---------- Records supplied
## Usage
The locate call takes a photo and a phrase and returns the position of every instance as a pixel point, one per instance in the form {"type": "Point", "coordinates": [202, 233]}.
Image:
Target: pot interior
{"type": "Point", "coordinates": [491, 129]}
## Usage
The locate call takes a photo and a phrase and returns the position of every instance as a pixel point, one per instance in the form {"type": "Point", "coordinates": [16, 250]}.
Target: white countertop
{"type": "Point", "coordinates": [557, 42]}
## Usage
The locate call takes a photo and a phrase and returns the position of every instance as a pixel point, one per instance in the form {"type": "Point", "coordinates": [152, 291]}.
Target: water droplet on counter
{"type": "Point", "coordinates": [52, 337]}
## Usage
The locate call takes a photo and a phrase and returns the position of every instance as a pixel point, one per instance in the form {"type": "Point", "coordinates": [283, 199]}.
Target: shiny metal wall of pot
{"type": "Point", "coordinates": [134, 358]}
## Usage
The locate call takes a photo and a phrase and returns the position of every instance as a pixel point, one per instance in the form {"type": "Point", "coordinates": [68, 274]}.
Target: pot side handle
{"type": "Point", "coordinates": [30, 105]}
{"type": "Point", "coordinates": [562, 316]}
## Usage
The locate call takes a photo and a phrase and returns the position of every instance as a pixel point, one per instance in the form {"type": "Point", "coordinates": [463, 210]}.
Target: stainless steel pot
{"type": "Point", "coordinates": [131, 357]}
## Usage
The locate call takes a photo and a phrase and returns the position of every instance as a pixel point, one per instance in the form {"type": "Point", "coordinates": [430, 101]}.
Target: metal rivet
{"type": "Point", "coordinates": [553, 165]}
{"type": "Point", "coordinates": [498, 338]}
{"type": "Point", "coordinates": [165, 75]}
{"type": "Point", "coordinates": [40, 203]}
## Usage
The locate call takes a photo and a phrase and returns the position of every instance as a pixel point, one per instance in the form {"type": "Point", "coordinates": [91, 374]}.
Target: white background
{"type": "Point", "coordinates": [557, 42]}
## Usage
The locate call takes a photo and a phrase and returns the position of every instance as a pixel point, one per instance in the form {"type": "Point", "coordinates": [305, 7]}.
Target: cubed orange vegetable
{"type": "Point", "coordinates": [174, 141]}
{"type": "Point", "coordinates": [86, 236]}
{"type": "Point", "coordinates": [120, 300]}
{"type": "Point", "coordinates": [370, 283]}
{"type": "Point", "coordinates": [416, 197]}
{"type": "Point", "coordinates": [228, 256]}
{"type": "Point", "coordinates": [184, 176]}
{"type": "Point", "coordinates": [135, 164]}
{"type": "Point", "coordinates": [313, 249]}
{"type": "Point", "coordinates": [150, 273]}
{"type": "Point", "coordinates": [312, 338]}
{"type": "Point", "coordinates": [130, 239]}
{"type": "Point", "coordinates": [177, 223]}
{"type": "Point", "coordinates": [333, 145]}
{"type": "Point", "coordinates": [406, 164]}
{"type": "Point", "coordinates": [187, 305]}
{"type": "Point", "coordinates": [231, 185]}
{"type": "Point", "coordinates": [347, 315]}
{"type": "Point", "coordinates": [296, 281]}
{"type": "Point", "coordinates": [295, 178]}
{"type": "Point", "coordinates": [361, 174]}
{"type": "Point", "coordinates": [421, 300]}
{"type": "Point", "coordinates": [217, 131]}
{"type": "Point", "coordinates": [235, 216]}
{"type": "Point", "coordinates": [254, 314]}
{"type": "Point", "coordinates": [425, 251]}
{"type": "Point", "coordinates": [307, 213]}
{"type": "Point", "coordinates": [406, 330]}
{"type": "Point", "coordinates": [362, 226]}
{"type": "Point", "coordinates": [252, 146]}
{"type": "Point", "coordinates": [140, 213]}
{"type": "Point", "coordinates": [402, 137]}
--------------------
Repeat each record exactly. Omit nothing.

## Usage
The locate call takes a photo and a phrase and returns the position of every instance as a pixel point, one per instance in the form {"type": "Point", "coordinates": [202, 233]}.
Image:
Target: pot interior
{"type": "Point", "coordinates": [491, 129]}
## Usage
The locate call takes a photo and a phrase and returns the position of every instance as a pixel point, one per instance in the form {"type": "Point", "coordinates": [16, 250]}.
Target: white countertop
{"type": "Point", "coordinates": [557, 42]}
## Usage
The locate call takes a photo and a phrase and returns the position of every instance as a pixel point, one per instance in the form {"type": "Point", "coordinates": [152, 291]}.
Target: water droplet on counter
{"type": "Point", "coordinates": [52, 337]}
## Usage
The locate call takes a photo and a phrase and returns the position of every instance as a pixel point, one per instance in the form {"type": "Point", "coordinates": [283, 199]}.
Target: shiny metal wall of pot
{"type": "Point", "coordinates": [134, 358]}
## Usage
The locate call takes a photo and a phrase and returns the position of every instance as a pixel point, one per instance in the form {"type": "Point", "coordinates": [68, 274]}.
Target: pot side handle
{"type": "Point", "coordinates": [30, 105]}
{"type": "Point", "coordinates": [562, 316]}
## Usage
The locate call takes a photo and a phrase and returns the position of every instance as a pixel point, one per instance in the form {"type": "Point", "coordinates": [463, 210]}.
Target: stainless steel pot
{"type": "Point", "coordinates": [131, 357]}
## Usage
The locate call takes a photo and a phrase and returns the position of every instance as a pixel point, one per instance in the form {"type": "Point", "coordinates": [430, 101]}.
Target: metal rivet
{"type": "Point", "coordinates": [553, 165]}
{"type": "Point", "coordinates": [498, 338]}
{"type": "Point", "coordinates": [165, 75]}
{"type": "Point", "coordinates": [40, 203]}
## Usage
The locate call takes a photo and a phrase and returns the position of every instance as a pixel point, one per instance in the form {"type": "Point", "coordinates": [91, 374]}.
Target: white background
{"type": "Point", "coordinates": [557, 42]}
## Usage
The locate call takes a photo and a phrase and returns the position of every instance as a pixel point, one per instance in the form {"type": "Point", "coordinates": [305, 7]}.
Target: cubed orange vegetable
{"type": "Point", "coordinates": [174, 141]}
{"type": "Point", "coordinates": [86, 236]}
{"type": "Point", "coordinates": [120, 300]}
{"type": "Point", "coordinates": [370, 283]}
{"type": "Point", "coordinates": [416, 197]}
{"type": "Point", "coordinates": [228, 256]}
{"type": "Point", "coordinates": [184, 176]}
{"type": "Point", "coordinates": [135, 164]}
{"type": "Point", "coordinates": [313, 249]}
{"type": "Point", "coordinates": [150, 273]}
{"type": "Point", "coordinates": [312, 338]}
{"type": "Point", "coordinates": [130, 239]}
{"type": "Point", "coordinates": [177, 223]}
{"type": "Point", "coordinates": [333, 145]}
{"type": "Point", "coordinates": [406, 164]}
{"type": "Point", "coordinates": [187, 305]}
{"type": "Point", "coordinates": [231, 185]}
{"type": "Point", "coordinates": [347, 315]}
{"type": "Point", "coordinates": [296, 281]}
{"type": "Point", "coordinates": [295, 178]}
{"type": "Point", "coordinates": [361, 174]}
{"type": "Point", "coordinates": [421, 300]}
{"type": "Point", "coordinates": [217, 131]}
{"type": "Point", "coordinates": [235, 216]}
{"type": "Point", "coordinates": [254, 314]}
{"type": "Point", "coordinates": [425, 251]}
{"type": "Point", "coordinates": [307, 213]}
{"type": "Point", "coordinates": [406, 330]}
{"type": "Point", "coordinates": [362, 226]}
{"type": "Point", "coordinates": [252, 146]}
{"type": "Point", "coordinates": [140, 213]}
{"type": "Point", "coordinates": [402, 137]}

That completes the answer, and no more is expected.